READING PASSAGE |
* * * * * * * * *
Warning: This library includes all items relevant to health product marketing that we are aware of regardless of quality. Often we do not agree with all or part of the contents.

 

Publication type: news

Lamay C.
Idaho presses case against best-selling medication
IdahoStatesman.com 2008 Sep 3
http://www.idahostatesman.com/business/story/491303.html


Abstract:

Zyprexa’s maker says the drug was not improperly marketed as alleged.


Full text:

Idaho has joined a parade of states suing Eli Lilly over the pharmaceutical company’s top-selling drug, an antipsychotic medicine called Zyprexa.

Idaho says Zyprexa is a costly drug that has been improperly marketed, sickening Idaho patients and taking a financial bite from the state’s Medicaid health insurance program for low-income and disabled people.

The firm denied improperly marketing Zyprexa and said it issued warnings that the drugs can cause diabetes and weight gain, so these effects shouldn’t have surprised Idaho officials.
* * * * * * * * *
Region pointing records

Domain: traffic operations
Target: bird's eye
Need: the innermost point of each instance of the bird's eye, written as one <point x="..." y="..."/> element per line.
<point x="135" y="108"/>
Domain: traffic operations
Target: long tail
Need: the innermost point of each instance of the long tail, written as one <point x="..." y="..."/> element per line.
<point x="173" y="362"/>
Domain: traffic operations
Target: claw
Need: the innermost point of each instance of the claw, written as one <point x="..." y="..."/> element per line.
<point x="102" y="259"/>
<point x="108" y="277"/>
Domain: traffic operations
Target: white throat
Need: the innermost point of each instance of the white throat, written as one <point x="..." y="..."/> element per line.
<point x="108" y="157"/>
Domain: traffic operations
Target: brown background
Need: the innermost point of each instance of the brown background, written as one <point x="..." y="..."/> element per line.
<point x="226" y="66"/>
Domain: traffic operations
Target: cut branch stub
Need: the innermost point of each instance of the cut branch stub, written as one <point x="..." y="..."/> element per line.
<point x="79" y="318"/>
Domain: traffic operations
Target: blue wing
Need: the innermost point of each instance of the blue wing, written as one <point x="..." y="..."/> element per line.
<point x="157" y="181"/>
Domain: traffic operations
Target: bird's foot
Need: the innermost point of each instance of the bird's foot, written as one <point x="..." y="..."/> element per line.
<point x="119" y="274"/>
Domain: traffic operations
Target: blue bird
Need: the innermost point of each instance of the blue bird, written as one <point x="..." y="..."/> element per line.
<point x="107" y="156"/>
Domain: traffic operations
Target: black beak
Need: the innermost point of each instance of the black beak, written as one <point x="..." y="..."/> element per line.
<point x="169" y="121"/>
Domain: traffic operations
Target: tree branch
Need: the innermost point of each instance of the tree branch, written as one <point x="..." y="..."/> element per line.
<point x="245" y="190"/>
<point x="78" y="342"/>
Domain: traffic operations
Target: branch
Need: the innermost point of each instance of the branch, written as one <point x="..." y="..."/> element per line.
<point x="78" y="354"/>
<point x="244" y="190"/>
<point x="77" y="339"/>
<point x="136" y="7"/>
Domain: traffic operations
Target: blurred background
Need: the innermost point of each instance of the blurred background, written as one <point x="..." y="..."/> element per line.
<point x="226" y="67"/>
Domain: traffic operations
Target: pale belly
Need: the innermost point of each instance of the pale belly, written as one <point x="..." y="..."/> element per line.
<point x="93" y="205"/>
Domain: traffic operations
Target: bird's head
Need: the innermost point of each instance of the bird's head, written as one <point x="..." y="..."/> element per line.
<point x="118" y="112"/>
* * * * * * * * *
EXERCISES TO COMPLETE |
(1) In the Zyprexa article, what state program does Idaho say the drug has taken a financial bite from?
(2) Write the next part of the Zyprexa article, picking up after its last sentence.

ANSWERS TO THE PROBLEMS |
(1) Idaho's Medicaid health insurance program for low-income and disabled people.

(2)
All but a handful of states are involved in litigation with Eli Lilly over the drug or are talking with the company in hopes of avoiding lawsuits. Scores of individuals also are involved in cases.

So far, Alaska is the only state to settle with Eli Lilly. The state was awarded $15 million this spring.

About 10,000 Medicaid patients in Idaho have been prescribed the drug, which retails at one Boise pharmacy for $813 for a 30-day supply of 20 milligrams a day.

Deputy Attorney General Brett DeLange did not know Tuesday how much the drug cost taxpayers through the Medicaid program or how much Medicaid money has been spent to treat diabetes, obesity and other health problems he said are side effects of Zyprexa.

“It’s not just the cost of the drug” that concerns Idaho officials, he said. “It’s the effects of the drug, the long-term treatment for people who are diabetic or severely obese now.”

The U.S. Food and Drug Administration has approved the drug for treatment of adults with schizophrenia and bipolar disorder. The company is seeking approval to treat the same disorders in teenagers.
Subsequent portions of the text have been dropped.